__To do__:
Could you print every record below exactly as it appears?

__Source records__:
......
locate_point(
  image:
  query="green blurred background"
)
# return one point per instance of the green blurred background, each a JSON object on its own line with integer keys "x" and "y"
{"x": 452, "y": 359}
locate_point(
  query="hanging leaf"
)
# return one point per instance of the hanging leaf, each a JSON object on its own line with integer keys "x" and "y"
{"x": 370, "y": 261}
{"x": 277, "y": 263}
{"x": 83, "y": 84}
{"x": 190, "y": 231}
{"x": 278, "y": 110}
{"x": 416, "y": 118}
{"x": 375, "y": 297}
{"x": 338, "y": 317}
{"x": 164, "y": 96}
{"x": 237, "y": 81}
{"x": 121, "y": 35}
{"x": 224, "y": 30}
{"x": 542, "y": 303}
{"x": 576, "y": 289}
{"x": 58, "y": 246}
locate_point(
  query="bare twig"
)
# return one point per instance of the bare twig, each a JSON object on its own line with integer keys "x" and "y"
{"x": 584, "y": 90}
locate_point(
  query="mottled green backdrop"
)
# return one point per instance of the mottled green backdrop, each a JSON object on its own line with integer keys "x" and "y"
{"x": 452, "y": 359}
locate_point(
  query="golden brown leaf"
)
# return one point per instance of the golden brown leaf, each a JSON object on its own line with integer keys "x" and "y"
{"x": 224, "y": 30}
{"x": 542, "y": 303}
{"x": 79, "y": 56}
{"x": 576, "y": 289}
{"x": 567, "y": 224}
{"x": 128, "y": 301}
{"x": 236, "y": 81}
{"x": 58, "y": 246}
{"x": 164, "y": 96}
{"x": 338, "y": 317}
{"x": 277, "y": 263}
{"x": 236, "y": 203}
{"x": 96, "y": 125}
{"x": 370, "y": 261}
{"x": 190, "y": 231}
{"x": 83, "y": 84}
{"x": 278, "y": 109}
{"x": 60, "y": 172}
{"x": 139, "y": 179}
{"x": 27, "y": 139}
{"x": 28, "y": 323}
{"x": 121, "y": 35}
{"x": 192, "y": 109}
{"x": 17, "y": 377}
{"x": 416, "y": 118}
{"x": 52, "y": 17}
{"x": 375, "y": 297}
......
__Result__:
locate_point(
  image:
  query="green blurred background"
)
# return one point per instance of the green blurred background, each a JSON object on its own line with integer keys "x" and "y"
{"x": 452, "y": 359}
locate_point(
  query="hanging leaf"
)
# return one point per instance of the hanging leaf, each a JSON object on its own line with integer keys "x" and "y"
{"x": 370, "y": 261}
{"x": 277, "y": 263}
{"x": 83, "y": 84}
{"x": 190, "y": 231}
{"x": 278, "y": 110}
{"x": 416, "y": 118}
{"x": 375, "y": 297}
{"x": 338, "y": 317}
{"x": 164, "y": 96}
{"x": 237, "y": 81}
{"x": 121, "y": 35}
{"x": 224, "y": 30}
{"x": 542, "y": 303}
{"x": 576, "y": 289}
{"x": 58, "y": 246}
locate_point(
  query="bare twig"
)
# return one point per instance of the bare twig, each a JSON object on its own line with integer keys "x" and "y"
{"x": 584, "y": 90}
locate_point(
  query="mottled green backdrop"
)
# return one point per instance of the mottled green backdrop, each a JSON object on its own line with integer keys "x" and "y"
{"x": 452, "y": 359}
locate_point(
  query="golden brown leaf"
)
# return one point per instance of the golden brown leaf, each a JSON object on its own line with integer keys "x" and "y"
{"x": 224, "y": 30}
{"x": 542, "y": 303}
{"x": 79, "y": 56}
{"x": 576, "y": 289}
{"x": 567, "y": 224}
{"x": 128, "y": 301}
{"x": 236, "y": 81}
{"x": 58, "y": 246}
{"x": 164, "y": 96}
{"x": 338, "y": 317}
{"x": 277, "y": 263}
{"x": 236, "y": 203}
{"x": 96, "y": 125}
{"x": 370, "y": 261}
{"x": 190, "y": 231}
{"x": 83, "y": 84}
{"x": 278, "y": 109}
{"x": 60, "y": 172}
{"x": 139, "y": 179}
{"x": 27, "y": 139}
{"x": 28, "y": 323}
{"x": 121, "y": 35}
{"x": 192, "y": 109}
{"x": 17, "y": 377}
{"x": 416, "y": 118}
{"x": 52, "y": 17}
{"x": 375, "y": 297}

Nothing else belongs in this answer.